■ **Excerpted text**
Dare I remind you that your use of Big Words doesn't help. 'Infer' has several meanings . There are better words - words that are less ambiguous.

For example -
Evolutionary theory infers common descent.
Evidence for evolutionary theory leads to a conclusion of common descent.
The premise of evolutionary theory [i]leads to a conclusion of common descent.
We can reason from circumstances that evolutionary theory [i]leads to a conclusion of common descent.
Evolutionary theory [i]implies common descent.
Evolutionary theory hints at common descent.

Or any other term that more clearly conveys what you mean.

Magellan

Faid
March 10th 2011, 09:49 AM
So you think that we could have species without common descent.

Because other people don't - they're called Evolutionists.

Now you say - 'It's not about what I think - it's about what you think.'
Then I say - 'Some people think that species has everything to do with common descent' (- more accurately , everything to do with Speciation, since you can have common descent without Speciation (As on Planet Zardoz))'.

Then you say - 'Linnaeus didn't think so.'
Then I say 'Some people do think so. They're called evolutionists.'

Then you say 'Grow a spine'

Meanwhile I have bigger fish to fry. Beetle Land is up and running and it's getting exciting !


But I am curious - why the interest in Whales and Mice?

MagellanIOW, "Keep asking- I'm just gonna keep ignoring you and avoid to respond, repeating the same mantras as if you haven't addressed (http://www.theologyweb.com/campus/showthread.php?144614-Evolution-of-The-Beetles&p=3188280#post3188280) them already".

Why don't you say it clearly and be done with it? It's not like you're fooling anyone at this point.

Here, try it: "I, magellan004, do not want to answer Faid's question". Something tells me you'll find it quite relieving. Think of how Theo must've felt when he finally exposed himself.

magellan004
March 10th 2011, 11:26 AM
IOW, "Keep asking- I'm just gonna keep ignoring you and avoid to respond, repeating the same mantras as if you haven't addressed (http://www.theologyweb.com/campus/showthread.php?144614-Evolution-of-The-Beetles&p=3188280#post3188280) them already".

Why don't you say it clearly and be done with it? It's not like you're fooling anyone at this point.

Here, try it: "I, magellan004, do not want to answer Faid's question". Something tells me you'll find it quite relieving. Think of how Theo must've felt when he finally exposed himself.

You've humiliated me into submission with your psychological acumen. I must answer your question. Well done.

Magellan

ericmurphy
March 10th 2011, 11:34 AM
Ah, but you're not considering creationist logic. Which isn't surprising, because you need to grow up in that culture to really appreciate it. We can follow the morphological evidence because of our confidence that morphology reflects heredity. A creationist doesn't have that freedom. They've been conditioned to reject the fossil record and its billion year story. The dinosaurs have been tamed and saddled.

But they've seen birth defects. They know in their hearts that gene stuff is the real thing. They know that what's written in the genes isn't a lie.

They've watched Maury ask and answer that age old question dozens of times, "Who's your baby's daddy (http://www.whosyourbabysdaddy.com/)."

■ **Listed records**
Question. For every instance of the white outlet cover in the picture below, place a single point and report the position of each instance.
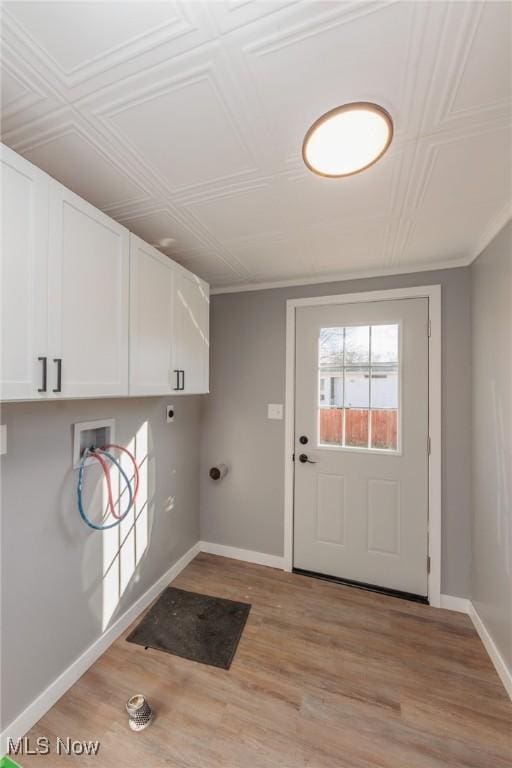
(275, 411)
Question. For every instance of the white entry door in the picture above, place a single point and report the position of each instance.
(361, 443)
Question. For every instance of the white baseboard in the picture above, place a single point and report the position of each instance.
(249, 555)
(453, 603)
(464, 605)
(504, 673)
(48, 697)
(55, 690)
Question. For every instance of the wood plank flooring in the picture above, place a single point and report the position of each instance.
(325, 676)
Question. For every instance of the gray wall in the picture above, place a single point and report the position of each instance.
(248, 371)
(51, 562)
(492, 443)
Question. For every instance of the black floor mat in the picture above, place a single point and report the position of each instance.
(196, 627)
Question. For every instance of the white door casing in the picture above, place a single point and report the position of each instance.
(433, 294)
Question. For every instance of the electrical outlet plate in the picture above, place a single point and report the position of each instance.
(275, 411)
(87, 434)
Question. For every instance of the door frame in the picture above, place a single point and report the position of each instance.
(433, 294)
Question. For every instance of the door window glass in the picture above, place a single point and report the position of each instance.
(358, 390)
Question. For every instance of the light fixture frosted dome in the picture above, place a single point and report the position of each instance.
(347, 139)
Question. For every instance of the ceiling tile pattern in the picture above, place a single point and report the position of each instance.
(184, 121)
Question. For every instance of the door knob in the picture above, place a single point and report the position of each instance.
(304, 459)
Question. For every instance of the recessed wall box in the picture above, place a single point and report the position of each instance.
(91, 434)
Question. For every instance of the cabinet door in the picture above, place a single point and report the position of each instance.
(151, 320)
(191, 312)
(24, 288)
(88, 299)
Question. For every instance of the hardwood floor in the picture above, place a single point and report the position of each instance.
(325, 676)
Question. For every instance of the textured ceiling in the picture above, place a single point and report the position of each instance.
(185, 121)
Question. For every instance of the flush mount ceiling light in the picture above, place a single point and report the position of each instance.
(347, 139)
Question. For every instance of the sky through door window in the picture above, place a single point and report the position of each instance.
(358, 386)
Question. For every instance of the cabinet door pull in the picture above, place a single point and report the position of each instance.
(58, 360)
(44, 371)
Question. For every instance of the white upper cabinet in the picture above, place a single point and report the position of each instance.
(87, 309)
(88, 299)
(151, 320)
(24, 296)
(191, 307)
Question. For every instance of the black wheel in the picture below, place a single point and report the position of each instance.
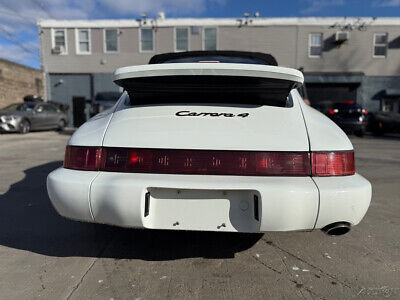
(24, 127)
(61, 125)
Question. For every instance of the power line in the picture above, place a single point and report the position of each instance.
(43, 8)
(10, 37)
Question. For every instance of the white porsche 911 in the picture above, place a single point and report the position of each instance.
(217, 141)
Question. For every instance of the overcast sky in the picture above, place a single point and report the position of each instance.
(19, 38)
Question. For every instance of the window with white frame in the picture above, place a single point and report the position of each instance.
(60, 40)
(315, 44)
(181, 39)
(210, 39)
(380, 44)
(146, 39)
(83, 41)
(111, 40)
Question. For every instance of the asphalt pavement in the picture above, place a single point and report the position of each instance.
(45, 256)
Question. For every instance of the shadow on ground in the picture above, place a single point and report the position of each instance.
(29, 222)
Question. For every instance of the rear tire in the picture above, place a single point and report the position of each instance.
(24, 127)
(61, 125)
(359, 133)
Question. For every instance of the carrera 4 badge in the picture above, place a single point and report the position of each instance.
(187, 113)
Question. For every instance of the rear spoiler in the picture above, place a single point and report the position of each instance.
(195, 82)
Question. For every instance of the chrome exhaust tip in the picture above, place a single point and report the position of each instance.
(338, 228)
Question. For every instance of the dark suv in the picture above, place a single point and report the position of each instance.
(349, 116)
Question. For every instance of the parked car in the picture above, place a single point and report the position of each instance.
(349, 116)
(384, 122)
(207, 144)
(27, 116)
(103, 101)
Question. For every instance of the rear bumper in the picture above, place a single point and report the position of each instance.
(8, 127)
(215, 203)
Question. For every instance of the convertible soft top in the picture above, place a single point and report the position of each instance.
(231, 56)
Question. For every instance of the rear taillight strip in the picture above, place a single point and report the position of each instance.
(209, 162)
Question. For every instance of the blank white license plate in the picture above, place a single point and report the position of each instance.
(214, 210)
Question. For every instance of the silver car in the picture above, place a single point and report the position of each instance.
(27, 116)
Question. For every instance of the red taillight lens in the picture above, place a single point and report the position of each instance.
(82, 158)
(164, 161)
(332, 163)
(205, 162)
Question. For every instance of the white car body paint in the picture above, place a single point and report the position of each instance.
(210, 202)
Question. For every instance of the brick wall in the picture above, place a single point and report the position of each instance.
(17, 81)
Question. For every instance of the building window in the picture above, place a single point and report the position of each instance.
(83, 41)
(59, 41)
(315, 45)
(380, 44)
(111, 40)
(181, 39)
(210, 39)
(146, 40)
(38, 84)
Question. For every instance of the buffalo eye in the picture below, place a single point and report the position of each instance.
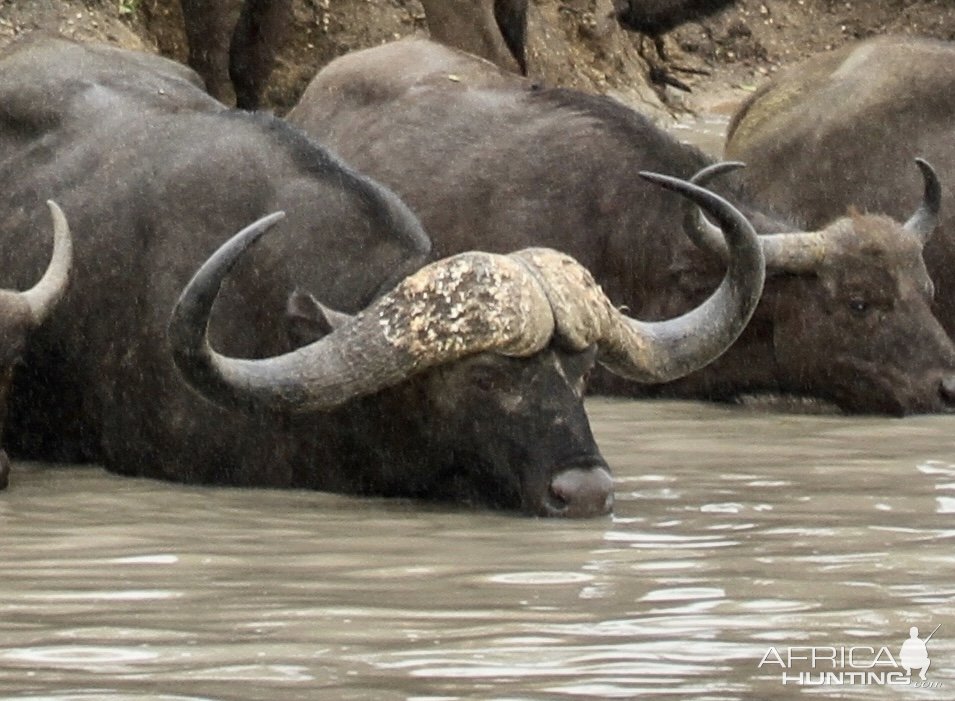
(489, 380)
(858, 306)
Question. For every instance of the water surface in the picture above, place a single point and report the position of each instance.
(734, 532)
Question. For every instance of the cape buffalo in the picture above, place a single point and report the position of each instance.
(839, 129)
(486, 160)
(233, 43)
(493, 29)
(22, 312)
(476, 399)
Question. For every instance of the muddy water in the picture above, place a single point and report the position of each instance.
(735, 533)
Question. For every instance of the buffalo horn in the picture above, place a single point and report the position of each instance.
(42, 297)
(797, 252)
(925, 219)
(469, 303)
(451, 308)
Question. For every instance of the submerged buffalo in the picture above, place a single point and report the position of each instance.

■ **Tasks**
(a) Write out the passage of the forum thread on common descent from "Then you say - 'Linnaeus" up to and including "getting exciting !", word for word.
(b) Write the next part of the forum thread on common descent, starting after its last sentence.
The records have no connection to the forum thread on common descent.

■ **Responses for each task**
(a)
Then you say - 'Linnaeus didn't think so.'
Then I say 'Some people do think so. They're called evolutionists.'

Then you say 'Grow a spine'

Meanwhile I have bigger fish to fry. Beetle Land is up and running and it's getting exciting !

(b)
That question is answered using genetic characters, which likewise answer who's your cousins, or grandparents. This stuff is real to them. A black family famously attempted to show descent from Thomas Jefferson using those characters. We know who's related, and how closely, and even their countries and continents of origin and we know it using a character that creationists have been conditioned to accept. That's what makes genetic characters disproportionately important to this discussion, and disturbing enough to get our punctiliously polite resident straight man to grunt out an epithet fashioned just for me. He's acting gut punched.

Yep. Even creationists don't deny the accuracy of paternity tests. Although, given the RWA propensity to believe whatever is convenient, I'm sure a creationist on the wrong side of a paternity suit most certainly will deny the accuracy of DNA paternity tests!


Ontologically, but not practically. Having inferred common descent, it's pointless not to assume it. Makes conversations work better and proceed more cogently. And, conversely, refusing to accept it provides a shield of ignorance against any more illuminating conversation.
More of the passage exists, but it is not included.